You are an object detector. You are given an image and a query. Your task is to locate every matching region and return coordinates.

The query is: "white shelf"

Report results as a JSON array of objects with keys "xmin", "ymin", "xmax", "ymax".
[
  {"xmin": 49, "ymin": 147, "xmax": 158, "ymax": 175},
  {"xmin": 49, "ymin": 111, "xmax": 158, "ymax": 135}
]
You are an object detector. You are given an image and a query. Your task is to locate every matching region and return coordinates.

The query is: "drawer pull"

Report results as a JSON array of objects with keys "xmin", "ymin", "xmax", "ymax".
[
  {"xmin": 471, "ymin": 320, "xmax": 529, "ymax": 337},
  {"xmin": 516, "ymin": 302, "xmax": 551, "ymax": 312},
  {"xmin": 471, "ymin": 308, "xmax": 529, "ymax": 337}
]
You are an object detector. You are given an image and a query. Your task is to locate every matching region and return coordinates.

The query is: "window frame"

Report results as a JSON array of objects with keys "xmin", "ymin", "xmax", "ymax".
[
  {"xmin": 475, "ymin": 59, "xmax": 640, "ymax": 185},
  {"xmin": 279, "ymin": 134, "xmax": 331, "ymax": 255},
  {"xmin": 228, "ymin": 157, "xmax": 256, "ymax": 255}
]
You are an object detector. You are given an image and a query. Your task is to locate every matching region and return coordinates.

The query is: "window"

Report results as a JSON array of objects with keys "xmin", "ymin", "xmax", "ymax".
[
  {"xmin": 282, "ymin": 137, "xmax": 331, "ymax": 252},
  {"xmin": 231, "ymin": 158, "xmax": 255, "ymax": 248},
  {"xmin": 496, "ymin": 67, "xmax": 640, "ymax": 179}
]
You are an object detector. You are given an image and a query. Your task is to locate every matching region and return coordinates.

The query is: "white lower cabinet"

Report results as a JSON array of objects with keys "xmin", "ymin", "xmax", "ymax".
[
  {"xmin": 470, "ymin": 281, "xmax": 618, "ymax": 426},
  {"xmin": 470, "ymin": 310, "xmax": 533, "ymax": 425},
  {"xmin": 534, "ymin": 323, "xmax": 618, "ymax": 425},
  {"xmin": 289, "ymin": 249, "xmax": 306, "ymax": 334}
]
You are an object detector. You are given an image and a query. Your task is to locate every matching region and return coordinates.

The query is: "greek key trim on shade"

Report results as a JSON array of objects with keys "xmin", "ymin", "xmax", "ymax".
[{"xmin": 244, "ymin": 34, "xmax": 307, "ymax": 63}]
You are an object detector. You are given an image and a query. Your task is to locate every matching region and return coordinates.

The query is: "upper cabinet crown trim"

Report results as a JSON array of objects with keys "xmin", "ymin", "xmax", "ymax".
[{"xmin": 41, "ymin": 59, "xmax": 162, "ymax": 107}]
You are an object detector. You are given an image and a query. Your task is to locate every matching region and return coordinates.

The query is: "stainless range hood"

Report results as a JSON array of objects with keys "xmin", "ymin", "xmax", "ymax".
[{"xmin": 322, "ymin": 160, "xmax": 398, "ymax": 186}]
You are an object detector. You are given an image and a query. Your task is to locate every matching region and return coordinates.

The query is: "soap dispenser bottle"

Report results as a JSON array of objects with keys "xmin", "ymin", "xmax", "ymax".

-=-=-

● **EXERCISE INSTRUCTIONS**
Return the material in full, exactly as shown.

● **ANSWER TO THIS TASK**
You are an object detector. You are given an image and a query. Your task is to locate every matching region and return coordinates.

The query is: "white shelf"

Report results as a JSON array of objects with keys "xmin", "ymin", "xmax", "ymax".
[
  {"xmin": 49, "ymin": 147, "xmax": 158, "ymax": 175},
  {"xmin": 49, "ymin": 111, "xmax": 158, "ymax": 135}
]
You are an object detector. You are given an image and a query. Your task is to locate every matching region and return coordinates.

The query is: "drawer pull"

Report results as a JSON array of objects with keys "xmin", "ymin", "xmax", "ymax".
[
  {"xmin": 471, "ymin": 320, "xmax": 529, "ymax": 337},
  {"xmin": 516, "ymin": 302, "xmax": 551, "ymax": 312},
  {"xmin": 471, "ymin": 308, "xmax": 529, "ymax": 337}
]
You are an object detector. You are given an image and a query. Your task is to locate every matching region and return coordinates.

The query is: "window frame"

Report results as a JSON array of objects with keys "xmin", "ymin", "xmax", "ymax".
[
  {"xmin": 475, "ymin": 59, "xmax": 640, "ymax": 185},
  {"xmin": 279, "ymin": 134, "xmax": 331, "ymax": 255},
  {"xmin": 228, "ymin": 157, "xmax": 256, "ymax": 255}
]
You are an object detector. You are given an image and a query. Your task is to locate every matching region and return coordinates.

The query is: "window"

Report results as a JSON array of objects with keys "xmin", "ymin", "xmax", "ymax".
[
  {"xmin": 282, "ymin": 137, "xmax": 331, "ymax": 252},
  {"xmin": 231, "ymin": 158, "xmax": 255, "ymax": 248},
  {"xmin": 496, "ymin": 67, "xmax": 640, "ymax": 179}
]
You are an object detector. You are given an image and a query. Your task is to locate every matching region and return coordinates.

The query is: "white lower cabinet"

Report results as a JSON array of objects with keys "xmin", "ymin", "xmax", "ymax".
[
  {"xmin": 470, "ymin": 281, "xmax": 618, "ymax": 426},
  {"xmin": 470, "ymin": 310, "xmax": 533, "ymax": 425},
  {"xmin": 534, "ymin": 323, "xmax": 618, "ymax": 425},
  {"xmin": 289, "ymin": 249, "xmax": 306, "ymax": 334}
]
You are an object detector. You are given an image and a query. Your task is to locate every matching region and return coordinates.

The query is: "greek key trim on shade"

Report results as a JSON array of objects with keys "xmin", "ymin", "xmax", "ymax".
[{"xmin": 244, "ymin": 34, "xmax": 307, "ymax": 63}]
You are an object detector. You are given an image and a query. Your task is to locate every matching region and return coordinates.

The query is: "upper cabinet crown trim"

Report results as a JSON array of objects with keys "xmin", "ymin", "xmax", "ymax".
[{"xmin": 41, "ymin": 59, "xmax": 162, "ymax": 107}]
You are an object detector. You are given an image and a query. Your task is to locate every matching region and return coordinates.

The query is: "stainless range hood"

Report results as a JSON array of objects with keys "xmin", "ymin", "xmax", "ymax".
[{"xmin": 322, "ymin": 160, "xmax": 398, "ymax": 186}]
You are an object detector. You are given an image and a query. Your task is to locate every matching region and return coordinates.

The query is: "soap dispenser bottle"

Report results as a JSON array of objects with keys "xmin", "ymin", "xmax", "ymax".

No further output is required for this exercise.